Page =>
7 people visited a marriage function in 3 different vehicles, each accommodating a maximum of 5 persons. In how many ways can they visit, such that they use all the 3 vehicles?

We are given that 7 people are attending a marriage function using 3 different vehicles, each with a maximum capacity of 5 people. We need to determine how many ways these 7 people can travel in such a way that all 3 vehicles are used.

### Step-by-step solution:

1. **Total people and vehicles:**
   - We have 7 people.
   - There are 3 vehicles, and each vehicle can carry up to 5 people.
   
2. **Condition: All 3 vehicles must be used.**
   This means none of the vehicles can be empty. The 7 people must be distributed across the 3 vehicles in such a way that no vehicle is left out.

3. **Valid partition of people:**
   We need to find a way to partition 7 people into 3 non-empty groups where the number of people in each group represents how many are in each vehicle.

   Since each vehicle must have at least 1 person and all vehicles need to be used, the possible partitions of 7 into 3 groups are:
   - (5, 1, 1) → One vehicle has 5 people, and the other two vehicles have 1 person each.
   - (4, 2, 1) → One vehicle has 4 people, another has 2, and the last one has 1 person.
   - (3, 3, 1) → Two vehicles have 3 people, and the last one has 1 person.
   
   These are the only valid partitions.

To be done =>
1. Answer these questions about the vehicle problem:
(a) What is the most people any one vehicle can hold?
(b) What does the condition that all 3 vehicles must be used mean?
(c) In the partition (4, 2, 1), how many people ride in the vehicle with the fewest?
2. Say whether each statement agrees with the vehicle problem, and quote the words that decide it:
(a) Each vehicle can carry up to 5 people.
(b) In the partition (5, 1, 1), two of the vehicles hold 5 people.
(c) One vehicle may be left empty.
3. Carry on the vehicle problem from where it stops.

Labeled-object pointing entries:
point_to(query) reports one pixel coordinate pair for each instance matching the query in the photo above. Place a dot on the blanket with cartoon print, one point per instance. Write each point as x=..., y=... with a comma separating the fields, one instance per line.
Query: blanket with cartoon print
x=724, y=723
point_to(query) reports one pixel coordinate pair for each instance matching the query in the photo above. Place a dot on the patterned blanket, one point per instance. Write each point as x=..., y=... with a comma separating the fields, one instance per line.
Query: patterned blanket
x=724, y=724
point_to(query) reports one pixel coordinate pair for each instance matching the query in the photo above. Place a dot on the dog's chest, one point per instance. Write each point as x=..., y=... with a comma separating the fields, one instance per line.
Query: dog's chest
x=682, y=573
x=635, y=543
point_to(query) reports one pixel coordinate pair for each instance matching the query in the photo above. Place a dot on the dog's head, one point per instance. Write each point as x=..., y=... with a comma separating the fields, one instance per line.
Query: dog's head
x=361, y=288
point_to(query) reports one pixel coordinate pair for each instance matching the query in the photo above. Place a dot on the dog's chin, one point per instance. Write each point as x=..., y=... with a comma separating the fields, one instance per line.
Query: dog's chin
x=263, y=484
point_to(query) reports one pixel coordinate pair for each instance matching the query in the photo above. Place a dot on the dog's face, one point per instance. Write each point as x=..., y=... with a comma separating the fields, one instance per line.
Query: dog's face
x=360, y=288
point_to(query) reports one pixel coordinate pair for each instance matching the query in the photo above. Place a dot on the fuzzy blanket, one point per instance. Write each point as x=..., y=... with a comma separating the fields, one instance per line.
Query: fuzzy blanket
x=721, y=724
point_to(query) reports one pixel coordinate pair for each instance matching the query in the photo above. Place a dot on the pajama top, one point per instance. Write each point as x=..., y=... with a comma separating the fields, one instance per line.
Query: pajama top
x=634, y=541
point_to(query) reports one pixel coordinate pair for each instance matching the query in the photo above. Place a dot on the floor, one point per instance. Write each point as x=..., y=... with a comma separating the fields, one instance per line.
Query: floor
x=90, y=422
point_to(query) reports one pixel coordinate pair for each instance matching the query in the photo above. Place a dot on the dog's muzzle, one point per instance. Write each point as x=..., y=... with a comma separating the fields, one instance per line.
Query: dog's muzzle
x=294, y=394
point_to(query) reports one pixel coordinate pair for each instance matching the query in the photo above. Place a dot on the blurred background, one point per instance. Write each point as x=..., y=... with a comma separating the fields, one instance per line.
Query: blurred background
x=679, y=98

Outputs =>
1.
(a) 5 people.
(b) None of the vehicles can be empty.
(c) 1 person.

2.
(a) Yes: "each vehicle can carry up to 5 people."
(b) No: "One vehicle has 5 people, and the other two vehicles have 1 person each."
(c) No: "This means none of the vehicles can be empty."

3.
4. **Calculating the number of ways for each partition:**

   For each partition, we calculate the number of ways to assign people to vehicles:
   
   - **(5, 1, 1):**
     - Choose 5 people out of 7 for the first vehicle: \(\binom{7}{5} = \binom{7}{2} = 21\).
     - Out of the remaining 2 people, choose 1 for the second vehicle: \(\binom{2}{1} = 2\).
     - The last person automatically goes into the third vehicle.
     - Now, since the vehicles are distinct, the number of ways to assign the 3 groups to the 3 vehicles is \( \frac{3!}{2!} = 3\) (since two of the vehicles have 1 person each, they are indistinguishable).
     - Total for this case: \(21 \times 2 \times 3 = 126\).

   - **(4, 2, 1):**
     - Choose 4 people out of 7 for the first vehicle: \(\binom{7}{4} = \binom{7}{3} = 35\).
     - Out of the remaining 3 people, choose 2 for the second vehicle: \(\binom{3}{2} = 3\).
     - The last person automatically goes into the third vehicle.
     - All vehicles are distinct, so no further division is needed. Number of ways to assign groups to vehicles is \(3!\).
     - Total for this case: \(35 \times 3 \times 6 = 630\).

   - **(3, 3, 1):**
     - Choose 3 people out of 7 for the first vehicle: \(\binom{7}{3} = 35\).
     - Out of the remaining 4 people, choose 3 for the second vehicle: \(\binom{4}{3} = 4\).
     - The last person automatically goes into the third vehicle.
     - Now, since two of the vehicles have the same number of people, they are indistinguishable. The number of ways to assign the groups to vehicles is \( \frac{3!}{2!} = 3\).
     - Total for this case: \(35 \times 4 \times 3 = 420\).

5. **Total number of ways:**
   Now, sum up the results from all three cases:
   \[
   126 + 630 + 420 = 1176
   \]

Thus, the total number of ways the 7 people can travel using all 3 vehicles is **1176**.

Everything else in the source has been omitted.